-- Begin TEXT PROVIDED --

I titled this sketch as qs3.jpg, I have no idea what that means. What in the devil was I thinking? Did I have some new naming convention in mind? Was this supposed to be some way of remembering what I was doing or where I was? I really need someone to mind over me. I’m going to get hurt out there.

In our company cafeteria they sell fresh muffins. Nothing wrong with that, but there is no way to tell what you are getting. I complained about it one day and the woman at the checkout said they were labeled. I walked back and looked. Well I’ll be darned she was right; they are labeled. They are labeled, “Muffins”. You big damn dummies! What kind of muffin?

They are all a light yellowish brown color. Some a little darker, some a little lighter. Some have little dark spots in them. You can not tell by looking if the dark spots are blueberries, chocolate chips, or rat droppings. I picked one out the other day that looked interesting with no spots. Turned out to be corn bread. I’ve never heard of a corn bread muffin. I don’t like them. I wonder if they are supposed to come with a bowl of grits? I made up my mind never to buy an unknown muffin again. The next time I went to get a muffin I was going to stick my finger in it to see what I was getting. No more pig in a poke for me.

-- End TEXT PROVIDED --

__OBJECTIVE 1__: Please return the passage of the cafeteria muffin text starting with "I titled this" and going on through "hurt out there.".
__OBJECTIVE 2__: In the cafeteria muffin text, what did the muffin with no spots turn out to be?

-- Begin DATASET --

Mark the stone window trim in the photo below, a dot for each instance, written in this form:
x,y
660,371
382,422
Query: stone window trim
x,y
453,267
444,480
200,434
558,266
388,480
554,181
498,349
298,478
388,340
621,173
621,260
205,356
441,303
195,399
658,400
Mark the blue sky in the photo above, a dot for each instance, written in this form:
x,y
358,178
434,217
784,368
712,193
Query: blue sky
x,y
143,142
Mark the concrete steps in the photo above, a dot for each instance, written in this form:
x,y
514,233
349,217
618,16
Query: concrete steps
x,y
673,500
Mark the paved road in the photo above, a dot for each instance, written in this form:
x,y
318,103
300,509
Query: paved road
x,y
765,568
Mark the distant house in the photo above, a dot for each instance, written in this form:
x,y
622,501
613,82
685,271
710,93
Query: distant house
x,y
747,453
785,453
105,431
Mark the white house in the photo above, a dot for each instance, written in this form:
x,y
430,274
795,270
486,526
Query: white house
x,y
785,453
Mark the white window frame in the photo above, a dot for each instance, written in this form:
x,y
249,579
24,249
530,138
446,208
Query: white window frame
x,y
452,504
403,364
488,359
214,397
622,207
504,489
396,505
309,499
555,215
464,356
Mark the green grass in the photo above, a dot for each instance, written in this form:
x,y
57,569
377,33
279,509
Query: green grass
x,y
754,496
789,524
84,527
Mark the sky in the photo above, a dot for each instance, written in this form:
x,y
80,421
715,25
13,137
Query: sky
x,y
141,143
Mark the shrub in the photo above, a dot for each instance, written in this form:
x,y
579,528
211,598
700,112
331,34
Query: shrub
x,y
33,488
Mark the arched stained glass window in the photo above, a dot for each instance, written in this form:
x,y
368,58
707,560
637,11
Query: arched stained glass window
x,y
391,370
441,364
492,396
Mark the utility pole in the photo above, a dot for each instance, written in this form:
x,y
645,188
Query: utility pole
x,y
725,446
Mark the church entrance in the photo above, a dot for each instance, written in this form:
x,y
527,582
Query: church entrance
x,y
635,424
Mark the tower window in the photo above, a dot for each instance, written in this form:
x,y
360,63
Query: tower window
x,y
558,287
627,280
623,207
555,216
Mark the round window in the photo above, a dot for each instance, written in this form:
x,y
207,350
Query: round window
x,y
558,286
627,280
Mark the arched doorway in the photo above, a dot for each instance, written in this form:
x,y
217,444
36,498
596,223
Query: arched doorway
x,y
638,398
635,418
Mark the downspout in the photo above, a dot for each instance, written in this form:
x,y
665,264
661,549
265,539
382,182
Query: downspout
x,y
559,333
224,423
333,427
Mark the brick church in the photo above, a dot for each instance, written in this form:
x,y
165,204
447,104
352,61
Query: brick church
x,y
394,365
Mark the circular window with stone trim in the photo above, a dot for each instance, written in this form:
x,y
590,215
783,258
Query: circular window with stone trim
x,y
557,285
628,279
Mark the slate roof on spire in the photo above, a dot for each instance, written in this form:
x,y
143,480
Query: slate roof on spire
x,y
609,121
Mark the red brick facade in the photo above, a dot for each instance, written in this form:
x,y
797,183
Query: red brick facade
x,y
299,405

-- End DATASET --

__TASK RESPONSE 1__:
I titled this sketch as qs3.jpg, I have no idea what that means. What in the devil was I thinking? Did I have some new naming convention in mind? Was this supposed to be some way of remembering what I was doing or where I was? I really need someone to mind over me. I’m going to get hurt out there.

__TASK RESPONSE 2__: Corn bread.